**DESCRIPTION OF THE TASK**
How many lines in the entries below contain the word "person"? Reply with the number alone.

**EXERCISE INPUT**
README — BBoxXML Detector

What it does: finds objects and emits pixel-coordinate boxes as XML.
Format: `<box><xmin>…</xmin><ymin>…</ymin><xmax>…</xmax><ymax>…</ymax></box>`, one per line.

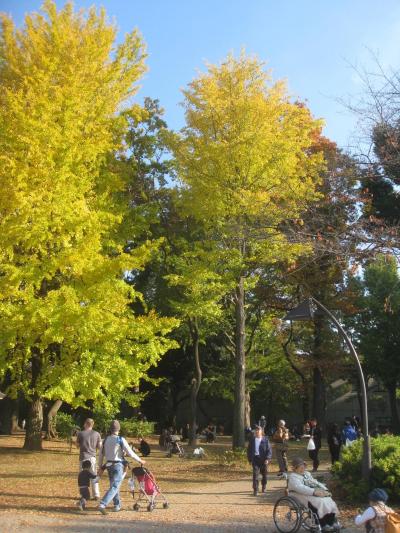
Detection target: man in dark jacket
<box><xmin>247</xmin><ymin>425</ymin><xmax>272</xmax><ymax>496</ymax></box>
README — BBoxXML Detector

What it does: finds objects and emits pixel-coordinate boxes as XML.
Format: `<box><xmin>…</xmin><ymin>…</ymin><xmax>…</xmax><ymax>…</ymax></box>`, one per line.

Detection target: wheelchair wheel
<box><xmin>273</xmin><ymin>496</ymin><xmax>301</xmax><ymax>533</ymax></box>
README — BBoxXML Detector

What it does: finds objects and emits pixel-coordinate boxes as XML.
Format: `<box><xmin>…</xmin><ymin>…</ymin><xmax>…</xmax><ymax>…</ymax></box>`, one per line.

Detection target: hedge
<box><xmin>332</xmin><ymin>435</ymin><xmax>400</xmax><ymax>502</ymax></box>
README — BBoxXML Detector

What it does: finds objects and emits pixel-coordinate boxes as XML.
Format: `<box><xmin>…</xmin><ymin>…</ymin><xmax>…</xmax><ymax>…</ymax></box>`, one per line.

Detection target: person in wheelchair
<box><xmin>288</xmin><ymin>457</ymin><xmax>340</xmax><ymax>531</ymax></box>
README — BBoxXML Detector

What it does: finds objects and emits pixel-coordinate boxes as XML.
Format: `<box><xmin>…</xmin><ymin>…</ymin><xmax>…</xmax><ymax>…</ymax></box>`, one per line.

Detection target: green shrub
<box><xmin>120</xmin><ymin>418</ymin><xmax>154</xmax><ymax>438</ymax></box>
<box><xmin>56</xmin><ymin>411</ymin><xmax>77</xmax><ymax>439</ymax></box>
<box><xmin>332</xmin><ymin>435</ymin><xmax>400</xmax><ymax>501</ymax></box>
<box><xmin>218</xmin><ymin>448</ymin><xmax>247</xmax><ymax>467</ymax></box>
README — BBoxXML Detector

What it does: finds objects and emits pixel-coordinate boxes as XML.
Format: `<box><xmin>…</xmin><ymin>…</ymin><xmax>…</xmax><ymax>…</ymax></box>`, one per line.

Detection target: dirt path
<box><xmin>0</xmin><ymin>435</ymin><xmax>360</xmax><ymax>533</ymax></box>
<box><xmin>0</xmin><ymin>475</ymin><xmax>352</xmax><ymax>533</ymax></box>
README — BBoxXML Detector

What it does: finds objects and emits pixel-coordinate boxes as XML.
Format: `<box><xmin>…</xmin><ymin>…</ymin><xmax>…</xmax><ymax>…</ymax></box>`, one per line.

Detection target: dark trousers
<box><xmin>308</xmin><ymin>448</ymin><xmax>319</xmax><ymax>470</ymax></box>
<box><xmin>329</xmin><ymin>446</ymin><xmax>340</xmax><ymax>464</ymax></box>
<box><xmin>79</xmin><ymin>487</ymin><xmax>90</xmax><ymax>507</ymax></box>
<box><xmin>251</xmin><ymin>455</ymin><xmax>267</xmax><ymax>491</ymax></box>
<box><xmin>308</xmin><ymin>500</ymin><xmax>336</xmax><ymax>527</ymax></box>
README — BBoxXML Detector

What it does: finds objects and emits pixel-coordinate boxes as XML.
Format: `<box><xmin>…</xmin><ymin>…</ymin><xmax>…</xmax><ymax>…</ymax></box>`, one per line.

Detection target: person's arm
<box><xmin>354</xmin><ymin>507</ymin><xmax>376</xmax><ymax>526</ymax></box>
<box><xmin>99</xmin><ymin>437</ymin><xmax>107</xmax><ymax>467</ymax></box>
<box><xmin>122</xmin><ymin>438</ymin><xmax>146</xmax><ymax>465</ymax></box>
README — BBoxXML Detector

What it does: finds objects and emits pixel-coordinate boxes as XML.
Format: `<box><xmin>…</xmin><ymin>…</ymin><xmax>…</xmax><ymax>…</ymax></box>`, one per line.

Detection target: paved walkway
<box><xmin>0</xmin><ymin>476</ymin><xmax>355</xmax><ymax>533</ymax></box>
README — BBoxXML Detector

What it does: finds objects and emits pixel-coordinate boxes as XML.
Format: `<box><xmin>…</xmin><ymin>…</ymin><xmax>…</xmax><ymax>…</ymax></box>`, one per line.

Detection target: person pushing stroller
<box><xmin>99</xmin><ymin>420</ymin><xmax>146</xmax><ymax>514</ymax></box>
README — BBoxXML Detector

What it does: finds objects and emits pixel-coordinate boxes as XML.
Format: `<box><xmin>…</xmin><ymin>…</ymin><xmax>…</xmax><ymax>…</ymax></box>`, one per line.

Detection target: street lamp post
<box><xmin>285</xmin><ymin>297</ymin><xmax>372</xmax><ymax>481</ymax></box>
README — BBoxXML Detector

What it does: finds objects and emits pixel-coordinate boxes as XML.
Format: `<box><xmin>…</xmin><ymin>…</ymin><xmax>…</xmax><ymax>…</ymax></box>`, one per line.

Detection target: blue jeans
<box><xmin>100</xmin><ymin>463</ymin><xmax>124</xmax><ymax>507</ymax></box>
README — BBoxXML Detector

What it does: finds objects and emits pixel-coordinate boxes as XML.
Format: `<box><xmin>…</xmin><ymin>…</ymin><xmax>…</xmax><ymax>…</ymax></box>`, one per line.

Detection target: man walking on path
<box><xmin>99</xmin><ymin>420</ymin><xmax>146</xmax><ymax>514</ymax></box>
<box><xmin>247</xmin><ymin>425</ymin><xmax>272</xmax><ymax>496</ymax></box>
<box><xmin>76</xmin><ymin>418</ymin><xmax>101</xmax><ymax>500</ymax></box>
<box><xmin>272</xmin><ymin>420</ymin><xmax>289</xmax><ymax>477</ymax></box>
<box><xmin>308</xmin><ymin>418</ymin><xmax>322</xmax><ymax>472</ymax></box>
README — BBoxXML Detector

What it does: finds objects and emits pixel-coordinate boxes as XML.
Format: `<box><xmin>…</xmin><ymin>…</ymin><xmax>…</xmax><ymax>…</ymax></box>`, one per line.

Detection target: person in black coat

**THE SOLUTION**
4